------ Provided records
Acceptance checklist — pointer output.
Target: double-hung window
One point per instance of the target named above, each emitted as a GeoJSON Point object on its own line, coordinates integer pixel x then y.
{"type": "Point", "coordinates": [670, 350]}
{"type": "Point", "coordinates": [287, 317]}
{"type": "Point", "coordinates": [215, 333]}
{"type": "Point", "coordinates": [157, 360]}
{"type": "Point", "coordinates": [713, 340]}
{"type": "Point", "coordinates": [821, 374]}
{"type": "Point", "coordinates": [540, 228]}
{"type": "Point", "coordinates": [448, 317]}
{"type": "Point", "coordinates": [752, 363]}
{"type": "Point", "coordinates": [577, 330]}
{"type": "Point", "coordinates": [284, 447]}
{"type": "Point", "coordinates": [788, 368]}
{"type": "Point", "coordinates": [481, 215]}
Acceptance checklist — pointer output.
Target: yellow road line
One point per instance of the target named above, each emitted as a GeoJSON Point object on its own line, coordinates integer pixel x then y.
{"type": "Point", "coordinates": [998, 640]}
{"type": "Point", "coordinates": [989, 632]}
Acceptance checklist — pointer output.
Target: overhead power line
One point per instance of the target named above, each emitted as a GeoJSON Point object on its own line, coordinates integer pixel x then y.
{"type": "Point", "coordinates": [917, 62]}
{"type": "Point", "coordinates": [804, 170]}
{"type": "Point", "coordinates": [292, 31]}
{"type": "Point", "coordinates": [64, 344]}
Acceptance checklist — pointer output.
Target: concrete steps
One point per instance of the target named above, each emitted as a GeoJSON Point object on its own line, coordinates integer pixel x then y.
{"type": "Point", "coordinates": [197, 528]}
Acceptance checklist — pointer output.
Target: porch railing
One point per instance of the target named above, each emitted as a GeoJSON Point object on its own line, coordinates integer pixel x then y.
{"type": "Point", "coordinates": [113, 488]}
------------
Work item: Looking at the records above, please output exactly the lines that run from the one holding "Target: overhead power line" to the final line, and only those.

Expected answer:
Target: overhead power line
One point per instance of the target named above, each emitted as a GeoJSON Point object on its own line, coordinates integer pixel x then y.
{"type": "Point", "coordinates": [917, 62]}
{"type": "Point", "coordinates": [804, 170]}
{"type": "Point", "coordinates": [292, 31]}
{"type": "Point", "coordinates": [64, 344]}
Acceptance checklist — pointer output.
Target: concrete steps
One point per instance of the target named above, each emitted as a GeoJSON Point object on its own line, coordinates integer pixel x then y.
{"type": "Point", "coordinates": [197, 528]}
Acceptance checklist — pointer output.
Target: porch railing
One point per instance of the target named above, each emitted as a GeoJSON Point object on its own line, coordinates integer pixel x then y.
{"type": "Point", "coordinates": [113, 488]}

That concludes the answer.